** start Source document **

Prove that for any n . . .?

Great question!

I have no proof, and don't even know if the approach below is useful. But just want to throw out a few ideas.

First, we can introduce some tools and terminology from graph theory. For each integer N, we let G(N) be the graph with vertices labeled 1 ... N, and edges between two vertices a,b if and only if a+b is prime. Vikram's conjecture is then

(V-conj): "Given G(N), the vertex 1 and the vertex N is Hamiltonian-connected."

where we abuse the terminology to say that two vertices are Hamiltonian connected if there exists a Hamiltonian path between them [1].

It is clear that for (V-conj) to be true, at minimum you need that G(N) is a connected graph. As it turns out, by using Bertrand's postulate, G(N) can be checked to be connected inductively: G(1),G(2), and G(3) are trivial cases to check. Assuming G(n) is connected, then if n > 2, there exists prime p such that 1+ n+ 1 = n + 2 < p < 2n + 2 = 2(n+1).

** end Source document **
** start Data **

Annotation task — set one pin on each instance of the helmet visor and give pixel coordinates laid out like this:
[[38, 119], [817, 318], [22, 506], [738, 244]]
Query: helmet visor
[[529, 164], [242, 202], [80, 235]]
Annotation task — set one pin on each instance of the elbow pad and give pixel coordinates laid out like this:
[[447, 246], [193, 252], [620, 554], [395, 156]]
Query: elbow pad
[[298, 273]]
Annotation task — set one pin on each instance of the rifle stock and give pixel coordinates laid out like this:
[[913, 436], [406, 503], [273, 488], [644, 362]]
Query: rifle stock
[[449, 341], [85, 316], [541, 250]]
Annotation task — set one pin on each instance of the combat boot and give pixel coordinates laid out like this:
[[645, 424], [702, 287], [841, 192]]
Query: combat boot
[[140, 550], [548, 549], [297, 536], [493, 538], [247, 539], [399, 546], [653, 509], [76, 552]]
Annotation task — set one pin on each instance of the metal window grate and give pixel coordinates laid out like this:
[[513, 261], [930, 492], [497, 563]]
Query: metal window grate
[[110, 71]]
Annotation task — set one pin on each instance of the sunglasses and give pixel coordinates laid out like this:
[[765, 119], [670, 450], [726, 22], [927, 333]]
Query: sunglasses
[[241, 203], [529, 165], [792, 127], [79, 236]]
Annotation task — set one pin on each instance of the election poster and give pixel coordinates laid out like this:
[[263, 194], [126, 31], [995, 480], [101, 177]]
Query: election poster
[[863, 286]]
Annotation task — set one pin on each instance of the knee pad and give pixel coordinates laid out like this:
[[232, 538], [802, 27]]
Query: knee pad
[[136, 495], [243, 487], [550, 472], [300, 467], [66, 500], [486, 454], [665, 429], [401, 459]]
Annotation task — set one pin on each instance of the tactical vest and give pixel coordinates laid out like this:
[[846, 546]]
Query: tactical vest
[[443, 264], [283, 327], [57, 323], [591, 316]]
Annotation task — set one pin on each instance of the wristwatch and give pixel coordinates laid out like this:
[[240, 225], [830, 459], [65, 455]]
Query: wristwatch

** end Data **

## Written request 1
Please repeat the Hamiltonian-path post word for word, everything from "where we abuse" down to "2n + 2 = 2(n+1).".
## Written request 2
Proceed with the Hamiltonian-path post, picking up right after its final sentence.

## Task result 1
where we abuse the terminology to say that two vertices are Hamiltonian connected if there exists a Hamiltonian path between them [1].

It is clear that for (V-conj) to be true, at minimum you need that G(N) is a connected graph. As it turns out, by using Bertrand's postulate, G(N) can be checked to be connected inductively: G(1),G(2), and G(3) are trivial cases to check. Assuming G(n) is connected, then if n > 2, there exists prime p such that 1+ n+ 1 = n + 2 < p < 2n + 2 = 2(n+1).

## Task result 2
So that p can be written as a sum (n+1) + k for some k between 2 and n. Now using that G(n) is the induced subgraph of G(n+1), we have that G(n+1) is connected. Furthermore, we have also shown that there exists at least one edge from the vertex (n+1) to G(n) that does no connect to the vertex 1. [If the only path between 1 and (n+1) in G(n+1) is the edge between 1 and (n+1), then (V.conj) is false.]

Now, if G(n) were Hamiltonian connected, then (V.conj) is true by trivial induction. However,

(a) G(n) is bipartite. This is obvious from the fact that any prime bigger than 2 is odd. So any edge connecting two vertices in G(n) must link a even number with an odd number. This implies, by a counting argument, that at most half of the graph can be connected to 1 by a Hamiltonian path.

(b) In the case of G(5), we already see that there is no Hamiltonian path between 1 and 3, since 5+4 = 9 is composite.

But of course, that would've made the problem too easy and I wouldn't have starred it. :)

Looking at the small graphs gives some ideas:

First look at G(4), it looks like a square with edges 12, 14, 23, 24. Now add 5, the only allowed new edge is 25. Now add 6 to G(5), if 6 does not connected to 5, but to some other number, we would have a Box with two horns coming out, for which it would've been simple to see that 1 and 6 is not Hamiltonian-connected. Fortunately, 6 connects to 5 and 1 in G(6).

Therefore, a necessary condition for (V.conj) is

(lem1) "If there is only one edge connecting n with G(n-1), then 2n+1 must be prime."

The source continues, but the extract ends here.